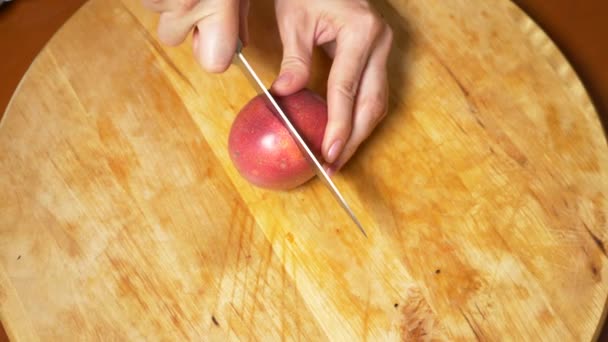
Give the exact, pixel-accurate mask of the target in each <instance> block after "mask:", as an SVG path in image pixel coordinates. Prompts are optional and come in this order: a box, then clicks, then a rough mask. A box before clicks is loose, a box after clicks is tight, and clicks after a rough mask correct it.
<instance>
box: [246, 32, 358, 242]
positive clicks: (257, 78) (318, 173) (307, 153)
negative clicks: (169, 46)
mask: <svg viewBox="0 0 608 342" xmlns="http://www.w3.org/2000/svg"><path fill="white" fill-rule="evenodd" d="M236 58H237V61H239V62H240V65H241V66H242V68H243V69H245V71H246V73H245V74H246V75H247V76H249V77H248V79H249V80H250V81H251V83H253V84H254V86H255V88H256V89H258V90H261V91H262V92H263V93H264V95H266V98H267V99H268V100H269V101H270V103H271V104H272V106H273V107H274V109H275V111H276V112H277V113H278V114H279V118H280V119H281V120H282V121H283V124H284V125H285V127H286V128H287V130H288V131H289V133H290V134H291V136H292V137H293V139H294V140H295V142H296V145H298V147H299V148H300V151H302V154H304V156H305V157H306V159H307V160H308V162H309V163H310V165H311V166H312V167H313V169H314V170H315V173H316V174H317V176H318V177H319V178H320V179H321V180H322V181H323V183H324V184H325V185H326V186H327V188H328V189H329V190H330V192H331V193H332V194H333V195H334V197H335V198H336V199H337V200H338V203H340V206H342V208H343V209H344V210H345V211H346V212H347V213H348V216H350V218H351V219H352V220H353V222H354V223H355V224H356V225H357V228H359V230H360V231H361V233H363V235H364V236H365V237H367V233H366V232H365V229H363V226H362V225H361V222H359V220H358V219H357V216H356V215H355V213H354V212H353V210H352V209H351V208H350V206H349V205H348V203H347V202H346V200H345V199H344V196H342V194H341V193H340V191H339V190H338V187H337V186H336V184H334V182H333V181H332V180H331V178H329V175H328V174H327V172H325V169H323V166H322V165H321V163H320V162H319V160H318V159H317V157H315V155H314V153H312V150H311V149H310V148H309V147H308V145H307V144H306V142H305V141H304V139H302V137H301V136H300V134H299V133H298V131H297V130H296V129H295V127H294V126H293V124H292V123H291V121H289V118H288V117H287V115H285V113H284V112H283V110H282V109H281V107H280V106H279V104H278V103H277V101H275V99H274V97H273V96H272V95H271V94H270V92H269V91H268V89H267V88H266V87H265V86H264V83H262V81H261V80H260V78H259V77H258V75H257V74H256V72H255V71H254V70H253V68H252V67H251V65H250V64H249V62H248V61H247V58H245V55H243V43H242V42H241V40H240V39H239V41H238V45H237V49H236Z"/></svg>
━━━━━━━━━━━━━━━━━━━━
### Problem
Rewrite the lines of the items above with "positive clicks" replaced by "foreground clicks" everywhere, leaving everything else unchanged and omitting the pictures.

### Answer space
Give the exact, pixel-accurate mask of the target in each <instance> block after "mask:", as an SVG path in image pixel coordinates. Prompts are optional and come in this order: a box, then clicks, then a rough mask. A box before clicks is loose, a box after clicks is tight, and clicks after a rough mask correct it.
<instance>
box: [246, 32, 358, 242]
foreground clicks: (257, 78) (318, 173) (307, 153)
negative clicks: (169, 46)
mask: <svg viewBox="0 0 608 342" xmlns="http://www.w3.org/2000/svg"><path fill="white" fill-rule="evenodd" d="M236 58H237V61H239V62H240V65H241V66H242V68H243V69H245V71H246V73H245V74H246V75H247V76H249V77H248V79H249V80H250V81H251V83H253V84H254V86H255V88H256V89H258V90H261V91H262V92H263V93H264V95H266V98H267V99H268V100H269V101H270V103H271V104H272V106H273V107H274V109H275V111H276V112H277V113H278V114H279V118H280V119H281V120H282V121H283V124H284V125H285V127H286V128H287V130H288V131H289V133H290V134H291V136H292V137H293V139H294V140H295V142H296V145H298V147H299V148H300V151H302V154H304V156H305V157H306V159H307V160H308V162H309V163H310V165H311V166H312V167H313V169H314V170H315V173H316V174H317V176H318V177H319V178H320V179H321V180H322V181H323V183H324V184H325V185H326V186H327V188H328V189H329V190H330V192H331V193H332V194H333V195H334V197H335V198H336V199H337V200H338V203H340V206H342V208H343V209H344V210H345V211H346V212H347V213H348V216H350V218H351V219H352V220H353V222H354V223H355V224H356V225H357V228H359V230H360V231H361V233H363V235H364V236H365V237H367V233H366V232H365V229H363V226H362V225H361V222H359V220H358V219H357V216H356V215H355V213H354V212H353V210H352V209H351V208H350V206H349V205H348V203H347V202H346V200H345V199H344V196H342V194H341V193H340V191H339V190H338V187H337V186H336V184H334V182H333V181H332V180H331V178H329V175H328V174H327V172H325V169H323V166H322V165H321V163H320V162H319V160H318V159H317V157H315V155H314V153H312V150H311V149H310V148H309V147H308V145H307V144H306V142H305V141H304V139H302V137H301V136H300V134H299V133H298V131H297V130H296V129H295V127H294V126H293V124H292V123H291V121H289V118H288V117H287V115H285V113H284V112H283V110H282V109H281V107H280V106H279V104H278V103H277V101H275V99H274V97H273V96H272V95H271V94H270V92H269V91H268V89H267V88H266V87H265V86H264V83H262V81H261V80H260V78H259V77H258V75H257V74H256V72H255V71H254V70H253V68H252V67H251V65H250V64H249V62H248V61H247V58H245V55H243V43H242V42H241V40H240V39H239V41H238V45H237V49H236Z"/></svg>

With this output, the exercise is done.